-- GIVEN RECORDS --
============================================================
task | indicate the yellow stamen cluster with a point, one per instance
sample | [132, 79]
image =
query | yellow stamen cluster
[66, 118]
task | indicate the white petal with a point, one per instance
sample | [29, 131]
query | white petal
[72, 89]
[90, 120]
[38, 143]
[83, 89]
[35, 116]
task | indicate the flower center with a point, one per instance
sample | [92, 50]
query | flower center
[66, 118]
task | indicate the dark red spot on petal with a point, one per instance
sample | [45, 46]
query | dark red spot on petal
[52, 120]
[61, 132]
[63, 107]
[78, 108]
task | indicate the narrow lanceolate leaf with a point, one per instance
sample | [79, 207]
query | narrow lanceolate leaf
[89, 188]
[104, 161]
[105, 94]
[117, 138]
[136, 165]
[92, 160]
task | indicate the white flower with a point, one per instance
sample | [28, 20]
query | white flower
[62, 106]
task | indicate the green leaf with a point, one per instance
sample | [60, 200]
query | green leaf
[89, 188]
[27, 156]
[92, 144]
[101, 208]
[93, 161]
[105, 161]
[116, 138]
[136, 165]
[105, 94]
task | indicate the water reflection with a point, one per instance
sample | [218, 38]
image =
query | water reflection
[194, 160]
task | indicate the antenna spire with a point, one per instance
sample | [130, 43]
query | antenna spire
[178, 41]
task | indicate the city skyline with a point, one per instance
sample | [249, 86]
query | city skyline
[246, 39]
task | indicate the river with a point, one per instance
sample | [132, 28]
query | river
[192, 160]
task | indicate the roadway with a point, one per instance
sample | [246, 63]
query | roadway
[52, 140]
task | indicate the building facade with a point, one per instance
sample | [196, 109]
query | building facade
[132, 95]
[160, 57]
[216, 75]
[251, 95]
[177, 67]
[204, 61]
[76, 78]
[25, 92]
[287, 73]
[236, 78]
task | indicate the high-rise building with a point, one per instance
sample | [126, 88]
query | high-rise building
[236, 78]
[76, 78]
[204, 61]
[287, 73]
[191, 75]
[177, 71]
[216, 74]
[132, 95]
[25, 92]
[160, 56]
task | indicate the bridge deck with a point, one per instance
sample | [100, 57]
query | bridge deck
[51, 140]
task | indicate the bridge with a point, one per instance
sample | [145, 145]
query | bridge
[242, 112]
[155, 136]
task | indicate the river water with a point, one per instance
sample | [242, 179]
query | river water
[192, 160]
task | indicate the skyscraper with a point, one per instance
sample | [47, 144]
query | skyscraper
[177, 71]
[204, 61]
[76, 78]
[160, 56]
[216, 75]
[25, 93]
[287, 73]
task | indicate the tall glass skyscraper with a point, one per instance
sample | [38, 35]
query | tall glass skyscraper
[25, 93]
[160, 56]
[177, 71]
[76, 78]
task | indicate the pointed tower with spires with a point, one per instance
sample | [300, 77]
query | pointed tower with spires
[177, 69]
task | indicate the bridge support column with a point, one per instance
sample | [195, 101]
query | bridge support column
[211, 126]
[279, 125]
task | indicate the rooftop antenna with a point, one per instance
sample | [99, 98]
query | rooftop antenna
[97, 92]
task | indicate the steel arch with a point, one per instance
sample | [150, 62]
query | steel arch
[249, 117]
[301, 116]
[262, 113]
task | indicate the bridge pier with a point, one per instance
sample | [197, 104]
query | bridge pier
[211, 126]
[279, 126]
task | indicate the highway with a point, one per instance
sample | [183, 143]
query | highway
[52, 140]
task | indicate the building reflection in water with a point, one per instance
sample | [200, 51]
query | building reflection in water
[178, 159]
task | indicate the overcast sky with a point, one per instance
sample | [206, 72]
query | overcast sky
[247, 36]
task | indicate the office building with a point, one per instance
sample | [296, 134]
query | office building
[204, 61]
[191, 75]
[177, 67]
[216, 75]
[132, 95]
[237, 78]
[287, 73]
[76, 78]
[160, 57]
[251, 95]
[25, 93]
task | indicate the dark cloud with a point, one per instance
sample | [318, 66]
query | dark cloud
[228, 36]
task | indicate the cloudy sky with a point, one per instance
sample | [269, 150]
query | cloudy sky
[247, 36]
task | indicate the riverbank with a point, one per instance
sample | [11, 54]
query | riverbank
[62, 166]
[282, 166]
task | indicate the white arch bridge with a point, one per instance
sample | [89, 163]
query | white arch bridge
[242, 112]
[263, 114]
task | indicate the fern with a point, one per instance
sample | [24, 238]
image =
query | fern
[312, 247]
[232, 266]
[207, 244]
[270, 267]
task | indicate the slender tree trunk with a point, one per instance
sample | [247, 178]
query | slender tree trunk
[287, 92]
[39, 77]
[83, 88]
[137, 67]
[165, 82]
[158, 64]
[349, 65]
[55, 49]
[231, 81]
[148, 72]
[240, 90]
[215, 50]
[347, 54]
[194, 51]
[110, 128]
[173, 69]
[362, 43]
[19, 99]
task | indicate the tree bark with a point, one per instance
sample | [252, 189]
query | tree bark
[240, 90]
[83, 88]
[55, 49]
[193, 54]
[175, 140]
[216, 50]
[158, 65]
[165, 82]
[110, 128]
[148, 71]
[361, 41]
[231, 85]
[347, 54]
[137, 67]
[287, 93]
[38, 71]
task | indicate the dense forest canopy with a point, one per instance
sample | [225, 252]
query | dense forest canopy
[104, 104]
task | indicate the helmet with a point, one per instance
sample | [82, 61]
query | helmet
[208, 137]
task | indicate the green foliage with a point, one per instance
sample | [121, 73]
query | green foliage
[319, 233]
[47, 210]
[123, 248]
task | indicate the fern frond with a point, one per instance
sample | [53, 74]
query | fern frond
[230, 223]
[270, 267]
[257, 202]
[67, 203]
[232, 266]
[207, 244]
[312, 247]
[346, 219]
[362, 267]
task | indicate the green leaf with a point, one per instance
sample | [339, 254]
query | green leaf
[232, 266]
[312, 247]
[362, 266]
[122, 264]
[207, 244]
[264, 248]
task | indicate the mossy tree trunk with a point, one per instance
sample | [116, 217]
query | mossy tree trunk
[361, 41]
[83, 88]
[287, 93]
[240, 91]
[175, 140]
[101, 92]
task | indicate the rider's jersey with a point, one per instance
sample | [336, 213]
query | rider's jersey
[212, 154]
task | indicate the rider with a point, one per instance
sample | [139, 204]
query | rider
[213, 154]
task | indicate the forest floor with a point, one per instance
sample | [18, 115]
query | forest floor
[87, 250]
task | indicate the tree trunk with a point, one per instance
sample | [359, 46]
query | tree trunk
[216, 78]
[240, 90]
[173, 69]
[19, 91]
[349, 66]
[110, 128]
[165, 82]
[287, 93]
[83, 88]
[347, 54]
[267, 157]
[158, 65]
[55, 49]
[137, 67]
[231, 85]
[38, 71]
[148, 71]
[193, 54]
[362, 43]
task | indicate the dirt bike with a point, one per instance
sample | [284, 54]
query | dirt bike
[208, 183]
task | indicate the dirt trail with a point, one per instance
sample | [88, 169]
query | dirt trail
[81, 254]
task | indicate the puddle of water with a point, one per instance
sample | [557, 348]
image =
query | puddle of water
============================================================
Reproduce the entire listing above, substituting "mark" for every occurrence of "indicate" and leaving everything else unchanged.

task | mark the yellow stamen cluster with a point, one per instance
sample | [132, 79]
image =
query | yellow stamen cluster
[66, 118]
task | mark the white petal with a point, one per instance
sample | [29, 131]
query | white petal
[72, 89]
[90, 120]
[38, 143]
[83, 89]
[35, 116]
task | mark the flower center with a point, one per instance
sample | [92, 50]
query | flower center
[66, 118]
task | mark the dark red spot on petal with a point, one per instance
sample | [45, 46]
query | dark red spot on petal
[52, 120]
[61, 132]
[63, 107]
[78, 108]
task | mark the narrow lanceolate leaf with a point, one per instance
sample | [79, 207]
query | narrow lanceolate leaf
[89, 188]
[104, 161]
[105, 94]
[117, 138]
[136, 165]
[92, 160]
task | mark the white flower with a point, one per instance
sample | [28, 20]
query | white flower
[62, 106]
task | mark the green leaf with a point, one per instance
sample | [60, 200]
query | green leaf
[89, 188]
[27, 156]
[92, 144]
[101, 208]
[93, 161]
[105, 161]
[116, 138]
[136, 165]
[105, 94]
task | mark the water reflection with a point, one per instance
sample | [218, 38]
image =
query | water reflection
[194, 160]
task | mark the antenna spire with a point, one per instance
sample | [130, 43]
query | antenna spire
[178, 41]
task | mark the city skyline with a point, one per instance
sample | [249, 86]
query | city skyline
[246, 39]
task | mark the river with a point, one per instance
sample | [132, 28]
query | river
[192, 160]
task | mark the roadway with a point, one per instance
sample | [246, 63]
query | roadway
[52, 140]
task | mark the building facade with a point, one per instance
sample | [196, 109]
query | building facade
[132, 95]
[160, 57]
[216, 75]
[251, 95]
[177, 67]
[204, 61]
[76, 78]
[25, 92]
[287, 73]
[236, 78]
task | mark the high-rise building with a point, one per instance
sample | [126, 88]
query | high-rise building
[236, 78]
[76, 78]
[204, 61]
[287, 73]
[191, 75]
[177, 71]
[216, 74]
[132, 95]
[25, 92]
[160, 56]
task | mark the bridge deck with a point, one per instance
sample | [100, 57]
query | bridge deck
[51, 140]
task | mark the bridge with a point, one per instance
sample | [145, 145]
query | bridge
[242, 112]
[155, 136]
task | mark the river water with a point, one per instance
sample | [242, 179]
query | river water
[192, 160]
task | mark the skyscraper with a point, one per instance
sample | [47, 144]
query | skyscraper
[177, 71]
[204, 61]
[76, 78]
[160, 56]
[216, 75]
[25, 93]
[287, 73]
task | mark the tall glass skyscraper with a point, one per instance
sample | [38, 35]
query | tall glass skyscraper
[25, 93]
[160, 56]
[177, 71]
[76, 78]
task | mark the pointed tower with spires with a point, one per instance
sample | [300, 77]
query | pointed tower with spires
[177, 69]
task | mark the bridge support column with a point, one per instance
sample | [195, 101]
query | bridge support column
[211, 126]
[279, 125]
task | mark the rooftop antenna with a point, one per instance
sample | [99, 98]
query | rooftop antenna
[97, 92]
task | mark the steel arch with a point, one per instance
sample | [150, 62]
query | steel arch
[249, 117]
[301, 116]
[262, 113]
task | mark the bridge pier with a point, one per instance
sample | [197, 104]
query | bridge pier
[211, 126]
[279, 126]
task | mark the highway with a point, one per instance
sample | [183, 143]
query | highway
[52, 140]
task | mark the building reflection in water with a point, one per instance
sample | [200, 51]
query | building reflection in water
[178, 159]
task | mark the overcast sky with a point, one per instance
sample | [206, 72]
query | overcast sky
[247, 36]
task | mark the office building with a point, one per instance
sample | [296, 134]
query | office building
[204, 61]
[191, 75]
[177, 67]
[216, 75]
[132, 95]
[237, 78]
[287, 73]
[76, 78]
[160, 57]
[251, 95]
[25, 93]
task | mark the dark cloud with a point, one per instance
sample | [318, 66]
query | dark cloud
[228, 36]
task | mark the cloudy sky with a point, one per instance
sample | [269, 150]
query | cloudy sky
[247, 36]
task | mark the riverbank with a point, one per instance
sample | [11, 54]
query | riverbank
[62, 166]
[282, 166]
task | mark the white arch bridge with a point, one per instance
sample | [89, 163]
query | white arch bridge
[242, 112]
[263, 114]
task | mark the fern with a point, one per instance
sample | [24, 238]
image =
query | fern
[312, 247]
[232, 266]
[207, 244]
[270, 267]
task | mark the slender tree trunk with a point, one per instance
sample | [247, 178]
query | slender tree trunk
[287, 92]
[39, 77]
[83, 88]
[137, 67]
[165, 82]
[158, 64]
[349, 65]
[55, 49]
[231, 81]
[148, 72]
[240, 90]
[215, 50]
[347, 54]
[194, 51]
[110, 128]
[173, 69]
[362, 43]
[19, 99]
task | mark the tree bark with a point, one per instance
sample | [252, 189]
query | tree bark
[240, 90]
[83, 88]
[55, 49]
[193, 54]
[175, 140]
[216, 50]
[158, 65]
[165, 82]
[110, 128]
[148, 71]
[361, 41]
[231, 85]
[347, 54]
[137, 67]
[287, 93]
[38, 71]
task | mark the dense forest canopy with a point, one per instance
sample | [225, 252]
query | dense forest canopy
[104, 104]
task | mark the helmet with a point, one per instance
sample | [82, 61]
query | helmet
[208, 137]
task | mark the green foliage with a point, one per instance
sample | [121, 73]
query | green foliage
[319, 233]
[47, 210]
[123, 248]
task | mark the fern frond with a point, one per instance
sample | [53, 74]
query | fern frond
[230, 223]
[270, 267]
[257, 202]
[67, 203]
[232, 266]
[207, 244]
[312, 247]
[346, 219]
[362, 267]
task | mark the green leaf with a point, one per instance
sample | [339, 254]
query | green leaf
[232, 266]
[312, 247]
[362, 266]
[122, 264]
[207, 244]
[264, 248]
task | mark the mossy tree trunk with a point, one per instance
sample | [116, 217]
query | mossy tree trunk
[361, 41]
[83, 88]
[287, 93]
[240, 91]
[175, 140]
[101, 92]
task | mark the rider's jersey with a point, one per instance
sample | [336, 213]
query | rider's jersey
[212, 154]
task | mark the rider with a point, one per instance
sample | [139, 204]
query | rider
[213, 154]
task | mark the forest floor with a point, one per instance
sample | [18, 115]
query | forest floor
[87, 250]
task | mark the tree trunk with a point, one per instance
sample | [359, 46]
query | tree trunk
[216, 78]
[240, 90]
[173, 69]
[19, 91]
[349, 66]
[110, 128]
[165, 82]
[287, 93]
[83, 88]
[347, 54]
[267, 157]
[158, 65]
[55, 49]
[137, 67]
[231, 85]
[38, 71]
[148, 71]
[193, 54]
[362, 43]
task | mark the dirt bike with a point, one per instance
sample | [284, 54]
query | dirt bike
[208, 183]
task | mark the dirt trail with a point, one per instance
sample | [88, 169]
query | dirt trail
[81, 254]
task | mark the puddle of water with a point, one per instance
sample | [557, 348]
image =
query | puddle of water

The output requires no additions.